* _Records shown_

--- START ---

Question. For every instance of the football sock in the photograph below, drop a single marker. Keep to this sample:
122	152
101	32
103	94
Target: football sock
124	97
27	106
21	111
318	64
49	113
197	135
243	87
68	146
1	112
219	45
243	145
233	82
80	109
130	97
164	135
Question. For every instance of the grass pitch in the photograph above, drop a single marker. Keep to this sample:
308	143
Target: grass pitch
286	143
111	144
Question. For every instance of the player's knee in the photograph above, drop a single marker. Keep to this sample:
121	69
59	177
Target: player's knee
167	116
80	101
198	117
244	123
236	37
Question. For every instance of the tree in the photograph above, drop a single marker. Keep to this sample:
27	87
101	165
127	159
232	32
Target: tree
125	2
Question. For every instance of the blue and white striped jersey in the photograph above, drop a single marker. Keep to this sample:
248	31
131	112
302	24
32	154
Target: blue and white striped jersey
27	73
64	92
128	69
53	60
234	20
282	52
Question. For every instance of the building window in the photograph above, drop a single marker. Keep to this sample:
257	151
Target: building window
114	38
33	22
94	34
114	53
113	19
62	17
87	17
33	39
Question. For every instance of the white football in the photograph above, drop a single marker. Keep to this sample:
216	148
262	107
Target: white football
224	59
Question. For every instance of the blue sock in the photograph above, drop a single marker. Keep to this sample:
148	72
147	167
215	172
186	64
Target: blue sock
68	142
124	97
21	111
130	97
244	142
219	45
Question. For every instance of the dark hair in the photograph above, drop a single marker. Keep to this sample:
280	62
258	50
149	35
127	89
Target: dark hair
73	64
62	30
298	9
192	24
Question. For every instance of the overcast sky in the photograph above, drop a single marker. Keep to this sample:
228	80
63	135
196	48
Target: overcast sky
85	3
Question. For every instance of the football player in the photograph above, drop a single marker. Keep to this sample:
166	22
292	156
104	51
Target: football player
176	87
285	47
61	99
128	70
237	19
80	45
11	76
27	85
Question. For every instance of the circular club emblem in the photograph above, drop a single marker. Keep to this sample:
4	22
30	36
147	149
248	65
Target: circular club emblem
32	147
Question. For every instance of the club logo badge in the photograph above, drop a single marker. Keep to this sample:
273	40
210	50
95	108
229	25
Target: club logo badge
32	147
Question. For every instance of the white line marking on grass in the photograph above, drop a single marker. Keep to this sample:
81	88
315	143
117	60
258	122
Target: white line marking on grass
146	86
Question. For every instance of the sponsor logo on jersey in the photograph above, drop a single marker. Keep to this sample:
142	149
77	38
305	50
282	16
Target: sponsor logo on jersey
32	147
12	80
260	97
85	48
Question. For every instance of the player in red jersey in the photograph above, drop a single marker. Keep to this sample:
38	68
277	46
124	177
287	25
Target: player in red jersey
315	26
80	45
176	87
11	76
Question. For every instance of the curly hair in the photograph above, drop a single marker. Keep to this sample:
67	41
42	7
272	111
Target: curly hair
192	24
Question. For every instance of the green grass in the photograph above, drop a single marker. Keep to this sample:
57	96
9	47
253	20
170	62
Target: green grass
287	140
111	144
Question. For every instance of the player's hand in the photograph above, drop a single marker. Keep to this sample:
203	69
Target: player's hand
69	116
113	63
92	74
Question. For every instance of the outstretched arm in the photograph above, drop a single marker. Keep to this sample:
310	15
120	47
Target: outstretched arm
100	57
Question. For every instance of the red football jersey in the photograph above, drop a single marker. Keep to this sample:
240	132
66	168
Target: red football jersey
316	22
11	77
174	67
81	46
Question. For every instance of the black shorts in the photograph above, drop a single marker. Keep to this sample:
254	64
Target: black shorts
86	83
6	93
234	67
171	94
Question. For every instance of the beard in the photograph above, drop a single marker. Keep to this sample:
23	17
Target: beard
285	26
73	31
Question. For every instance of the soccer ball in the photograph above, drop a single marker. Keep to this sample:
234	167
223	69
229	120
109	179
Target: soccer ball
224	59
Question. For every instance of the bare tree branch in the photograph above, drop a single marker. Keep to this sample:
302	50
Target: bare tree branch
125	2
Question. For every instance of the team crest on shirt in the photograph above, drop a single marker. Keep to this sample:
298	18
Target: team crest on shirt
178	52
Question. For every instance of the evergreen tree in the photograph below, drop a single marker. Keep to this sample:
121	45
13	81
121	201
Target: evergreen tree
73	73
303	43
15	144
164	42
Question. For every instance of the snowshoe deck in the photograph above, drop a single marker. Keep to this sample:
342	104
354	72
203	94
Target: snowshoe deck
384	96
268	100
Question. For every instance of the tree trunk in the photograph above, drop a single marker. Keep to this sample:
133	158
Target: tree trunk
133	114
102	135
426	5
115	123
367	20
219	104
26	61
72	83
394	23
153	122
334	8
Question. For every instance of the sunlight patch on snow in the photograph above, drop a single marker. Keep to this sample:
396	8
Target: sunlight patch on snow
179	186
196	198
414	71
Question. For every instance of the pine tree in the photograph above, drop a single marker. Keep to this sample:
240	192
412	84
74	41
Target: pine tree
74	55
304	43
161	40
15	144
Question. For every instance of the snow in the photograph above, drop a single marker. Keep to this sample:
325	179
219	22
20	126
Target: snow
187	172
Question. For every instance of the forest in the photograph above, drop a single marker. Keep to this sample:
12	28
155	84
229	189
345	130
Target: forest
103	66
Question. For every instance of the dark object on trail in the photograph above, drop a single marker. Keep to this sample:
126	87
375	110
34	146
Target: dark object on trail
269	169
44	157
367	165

--- END ---

* _Task prompt_
Repeat the whole listing above word for word, keeping every line in its original order.

* _Full solution_
Question. For every instance of the football sock in the photograph below, drop a single marker. Keep to this sample:
122	152
101	32
103	94
Target: football sock
124	97
27	106
21	111
318	64
49	113
197	135
243	87
68	146
1	112
219	45
243	145
233	82
80	109
130	97
164	135
Question. For every instance of the grass pitch in the photograph above, drop a single marker. Keep to this sample:
308	143
Target: grass pitch
286	143
111	144
Question. For every instance of the player's knee in the photograph above, drop a single marker. Keep to this sample:
121	69
59	177
Target: player's knee
167	116
80	101
198	117
244	123
236	37
Question. For every instance of the tree in the photograph above, drop a single marker. Keep to this sample:
27	87
101	165
127	159
232	32
Target: tree
125	2
Question. For every instance of the blue and white striped jersey in the photograph above, drop a single marker. Keep to this sample:
248	31
131	112
302	24
32	154
Target: blue and white striped jersey
27	73
64	92
128	69
53	60
234	20
282	52
Question. For every instance of the building window in the photograph above, drop a single marker. Keep to this sample:
257	151
Target: building window
114	38
33	22
94	34
114	53
113	19
62	17
87	17
33	39
Question. For every instance of the white football in the photograph above, drop a single marker. Keep to this sample:
216	148
262	107
Target: white football
224	59
Question. For every instance of the blue sock in the photograph above, drop a single marker. Keep to this sample:
148	72
147	167
215	172
186	64
Target: blue sock
68	142
124	97
21	111
130	97
244	142
219	45
Question. For every instance of the dark hair in the photograph above, drop a single marker. Keep to this sample:
280	62
258	50
149	35
127	89
Target: dark hair
73	64
62	30
298	9
192	24
Question. For every instance of the overcast sky in the photograph above, drop a single marker. Keep to this sample:
228	80
63	135
196	48
Target: overcast sky
85	3
Question. For every instance of the football player in the photograph above, drop a single marker. Keep to this sample:
166	22
292	156
104	51
Target: football player
176	87
285	47
61	99
128	70
237	19
80	45
11	76
27	85
Question. For every instance of the circular club emblem in the photograph above, drop a single marker. Keep to this sample:
4	22
30	36
147	149
248	65
Target: circular club emblem
32	147
Question. For every instance of the club logo badge in the photograph above, drop a single marker. Keep to this sample:
273	40
210	50
95	108
229	25
Target: club logo badge
32	147
Question. For every instance of the white line marking on grass in the photograph above, drop a single marker. Keep to this sample:
81	88
315	143
117	60
258	122
Target: white line marking on grass
146	86
Question. For every instance of the sponsor logo on jersey in the photograph above, drop a single marker. Keep to this sample:
142	149
77	38
305	50
282	16
Target: sponsor logo on jersey
32	147
12	80
260	97
85	48
Question. For every instance of the player in red jersey in the photograph above, drop a single marker. Keep to this sample:
38	68
277	46
124	177
287	25
Target: player in red jersey
315	26
80	45
176	87
11	76
Question. For every instance of the curly hair in the photograph above, drop a single marker. Keep to this sample:
67	41
42	7
272	111
Target: curly hair
192	24
Question. For every instance of the green grass in the photograph above, drop a single marker. Keep to this sample:
57	96
9	47
253	20
170	62
Target: green grass
287	140
111	144
Question. For every instance of the player's hand in the photograph above, drop a single marker. Keep to this sample:
203	69
Target: player's hand
69	116
113	63
92	74
Question. For every instance of the outstretched arm in the photograph above, drop a single marker. Keep to this sample:
310	15
120	47
Target: outstretched arm
100	57
Question. For every instance of the red football jersey in the photograph above, drop a single marker. Keep to this sample:
240	132
66	168
Target: red football jersey
316	22
11	77
174	67
81	46
Question. For every instance of the black shorts in the photograph above, drop a single marker. Keep to this sample:
254	64
Target: black shorts
86	83
6	93
234	67
171	94
Question. For every instance of the beard in the photograph above, drop a single marker. Keep to this sample:
23	17
Target: beard
285	26
73	31
Question. For every instance of the soccer ball in the photograph above, drop a single marker. Keep to this sample:
234	167
223	69
229	120
109	179
Target: soccer ball
224	59
Question. For every instance of the bare tree branch in the photograph above, drop a single marker. Keep to this sample:
302	50
Target: bare tree branch
125	2
Question. For every instance of the team crest on shirt in the photograph above, drop a single marker. Keep to this sample:
298	18
Target: team crest on shirt
178	52
Question. For every instance of the evergreen tree in the photograph below, drop a single marker. Keep to this sample:
121	45
13	81
121	201
Target: evergreen tree
73	73
303	43
15	144
164	42
Question. For every instance of the snowshoe deck in the photograph above, drop a single marker. Keep to this sample:
342	104
354	72
203	94
Target: snowshoe deck
384	96
268	100
Question. For every instance of the tree trunk in the photograph above, drop a single marker. Keep to this sample:
133	158
Target: tree trunk
133	114
102	135
426	5
115	123
367	20
219	104
26	61
72	83
394	23
153	122
334	8
Question. For every instance of the sunlight patch on snow in the photograph above, drop a single marker. Keep to this sample:
396	8
Target: sunlight patch on snow
179	186
196	198
414	71
Question. For every instance of the pine tree in the photograph above, drop a single marker. Keep to this sample:
240	192
412	84
74	41
Target: pine tree
74	55
304	43
161	40
15	144
Question. For every instance of the snow in the photograph above, drop a single marker. Keep to this sample:
325	179
219	22
20	126
Target: snow
187	172
Question. For every instance of the forest in the photograph above, drop a single marker. Keep to this sample:
12	28
155	84
229	189
345	130
Target: forest
103	66
Question. For every instance of the dark object on trail in the photograph above, drop a single marker. Keep to this sample:
126	87
375	110
34	146
Target: dark object on trail
269	169
44	157
367	165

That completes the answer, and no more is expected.